## TRECHO DA PÁGINA
+ + + + +

Como os demais movimentos e organizações populares podem construir esta pauta?

Os movimentos já estão construindo essa pauta. Hoje, o MST e a Contag discutem e participam da construção da PNAPO (Política Nacional de Agroecologia e Produção Orgânica). A gota d’água para pressionar a presidenta Dilma a decretar a PNAPO foi a Marcha das Margaridas de 2012, organizada pela Contag. Uma das bandeiras do MST é a agroecologia. Muitos sindicatos de trabalhadores rurais que são ligados à FETRAF e a Contag, constroem a agroecologia desde a década de 80, no início como agricultura alternativa. É preciso que outras organizações se juntem a esse movimento, incluindo aquelas dos movimentos urbanos. Por exemplo, os sindicatos urbanos precisam entender que a agroecologia tem a ver com suas pautas, pois tem a ver com alimentação e a saúde, “nós somos o que comemos”, logo comer alimentos saudáveis é garantia de pessoas saudáveis, muitas já disseram: “é melhor gastar com comida do que com a farmácia”. Se os movimentos urbanos passam a assumir a bandeira da agroecologia, ela se fortalece em dois sentidos: primeiro porque são movimentos fortes que vão pressionar o governo para que crie condições de produção saudável de alimentos. Segundo, a parceria com os (as) agricultores (as) permite estreitar a relação produtor-consumidor, valorizando os circuitos curtos de comercialização que garantem a chegada de alimentos saudáveis com preços justos para todos e contribuem para o entendimento do que é a agroecologia e o meio rural, a relação campo-cidade. Então é muito importante que os movimentos urbanos assumam essa luta.

Para finalizar, fale sobre a ABA e as perspectivas para o avanço do conhecimento agroecológico.

+ + + + +

## CONJUNTO DE LINHAS
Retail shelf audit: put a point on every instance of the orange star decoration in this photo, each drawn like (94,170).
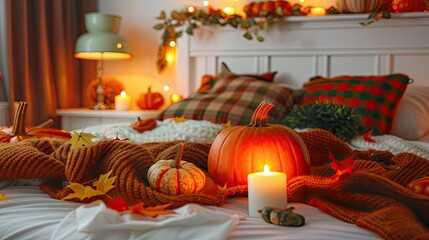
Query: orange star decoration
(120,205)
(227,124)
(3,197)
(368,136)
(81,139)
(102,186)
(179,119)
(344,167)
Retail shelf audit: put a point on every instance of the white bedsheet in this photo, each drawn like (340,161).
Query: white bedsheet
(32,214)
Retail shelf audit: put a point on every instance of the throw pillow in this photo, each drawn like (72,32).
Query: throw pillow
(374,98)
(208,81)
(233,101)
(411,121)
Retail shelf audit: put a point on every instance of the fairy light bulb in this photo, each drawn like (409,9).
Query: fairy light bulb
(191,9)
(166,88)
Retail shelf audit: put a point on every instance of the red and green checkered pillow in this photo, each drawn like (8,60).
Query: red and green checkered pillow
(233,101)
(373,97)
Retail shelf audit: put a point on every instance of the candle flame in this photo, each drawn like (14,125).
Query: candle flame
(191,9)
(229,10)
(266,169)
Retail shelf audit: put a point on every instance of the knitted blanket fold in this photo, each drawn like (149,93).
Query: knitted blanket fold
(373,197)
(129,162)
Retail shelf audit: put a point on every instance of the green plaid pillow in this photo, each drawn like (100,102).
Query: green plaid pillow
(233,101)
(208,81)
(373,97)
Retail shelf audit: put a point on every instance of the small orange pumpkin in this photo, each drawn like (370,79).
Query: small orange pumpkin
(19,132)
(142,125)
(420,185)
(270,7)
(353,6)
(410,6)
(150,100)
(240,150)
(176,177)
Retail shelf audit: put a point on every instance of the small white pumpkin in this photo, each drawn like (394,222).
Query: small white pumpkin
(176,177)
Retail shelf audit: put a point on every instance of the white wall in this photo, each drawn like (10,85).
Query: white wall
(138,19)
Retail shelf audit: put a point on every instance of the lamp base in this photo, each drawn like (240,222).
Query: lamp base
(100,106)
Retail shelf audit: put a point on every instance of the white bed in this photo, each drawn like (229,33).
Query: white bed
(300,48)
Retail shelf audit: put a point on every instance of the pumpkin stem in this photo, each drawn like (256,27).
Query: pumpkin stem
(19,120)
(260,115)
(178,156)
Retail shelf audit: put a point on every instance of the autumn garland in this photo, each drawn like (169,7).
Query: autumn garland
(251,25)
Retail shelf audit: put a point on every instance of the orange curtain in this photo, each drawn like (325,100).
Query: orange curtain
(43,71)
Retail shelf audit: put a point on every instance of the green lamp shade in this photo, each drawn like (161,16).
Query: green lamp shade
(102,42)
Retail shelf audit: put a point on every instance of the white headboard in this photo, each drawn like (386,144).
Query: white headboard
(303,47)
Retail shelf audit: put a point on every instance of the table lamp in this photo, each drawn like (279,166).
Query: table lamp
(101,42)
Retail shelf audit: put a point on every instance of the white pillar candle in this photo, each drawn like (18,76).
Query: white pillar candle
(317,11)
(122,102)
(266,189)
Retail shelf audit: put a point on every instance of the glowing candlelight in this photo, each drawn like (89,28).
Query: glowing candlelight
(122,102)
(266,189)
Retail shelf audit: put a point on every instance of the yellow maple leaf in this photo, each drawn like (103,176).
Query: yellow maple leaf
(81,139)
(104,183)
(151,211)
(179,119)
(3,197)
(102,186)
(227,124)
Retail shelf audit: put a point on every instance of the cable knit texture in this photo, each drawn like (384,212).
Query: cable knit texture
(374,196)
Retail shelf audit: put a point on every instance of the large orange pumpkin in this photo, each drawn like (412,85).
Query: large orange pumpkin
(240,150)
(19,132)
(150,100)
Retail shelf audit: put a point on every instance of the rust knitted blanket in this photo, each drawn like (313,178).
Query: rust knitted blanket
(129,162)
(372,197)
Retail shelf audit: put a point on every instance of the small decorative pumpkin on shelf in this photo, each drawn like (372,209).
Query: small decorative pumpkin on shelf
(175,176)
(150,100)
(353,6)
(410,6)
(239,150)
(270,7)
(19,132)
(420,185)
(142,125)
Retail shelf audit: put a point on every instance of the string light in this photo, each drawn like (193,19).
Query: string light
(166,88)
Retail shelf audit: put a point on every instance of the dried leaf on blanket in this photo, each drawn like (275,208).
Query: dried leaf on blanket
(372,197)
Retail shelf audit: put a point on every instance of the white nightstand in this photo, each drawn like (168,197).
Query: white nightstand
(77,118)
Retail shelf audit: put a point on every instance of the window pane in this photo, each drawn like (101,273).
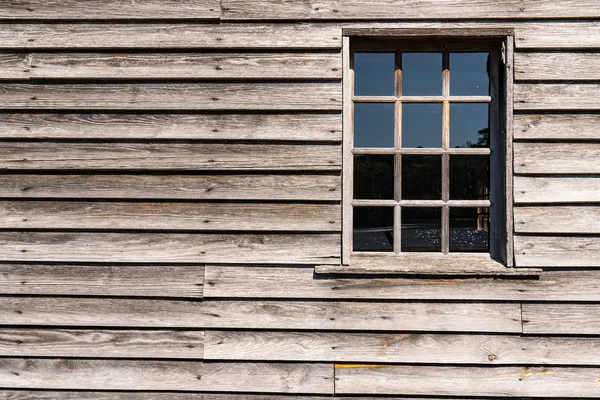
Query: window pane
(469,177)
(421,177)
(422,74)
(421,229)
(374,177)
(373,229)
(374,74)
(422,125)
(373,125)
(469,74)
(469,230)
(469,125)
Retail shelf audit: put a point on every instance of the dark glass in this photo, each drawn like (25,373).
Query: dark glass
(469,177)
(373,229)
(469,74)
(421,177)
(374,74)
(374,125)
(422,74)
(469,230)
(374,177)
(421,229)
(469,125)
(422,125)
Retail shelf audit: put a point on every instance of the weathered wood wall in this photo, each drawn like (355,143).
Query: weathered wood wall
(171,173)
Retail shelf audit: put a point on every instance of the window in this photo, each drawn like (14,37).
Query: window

+ + + + +

## DESCRIÇÃO DO PROBLEMA
Responda às perguntas abaixo com base no trecho da página.
(a) Qual evento foi a gota d’água para pressionar a presidenta Dilma a decretar a PNAPO?
(b) Desde quando muitos sindicatos de trabalhadores rurais ligados à FETRAF e à Contag constroem a agroecologia, e como ela era chamada no início?
(c) Quais são os dois sentidos em que a agroecologia se fortalece se os movimentos urbanos assumem essa bandeira?

## RESPOSTA À TAREFA
(a) A Marcha das Margaridas de 2012, organizada pela Contag.
(b) Desde a década de 80. No início, ela era chamada de agricultura alternativa.
(c) Primeiro, os movimentos urbanos são movimentos fortes que vão pressionar o governo para que crie condições de produção saudável de alimentos. Segundo, a parceria com os agricultores permite estreitar a relação produtor-consumidor e valorizar os circuitos curtos de comercialização.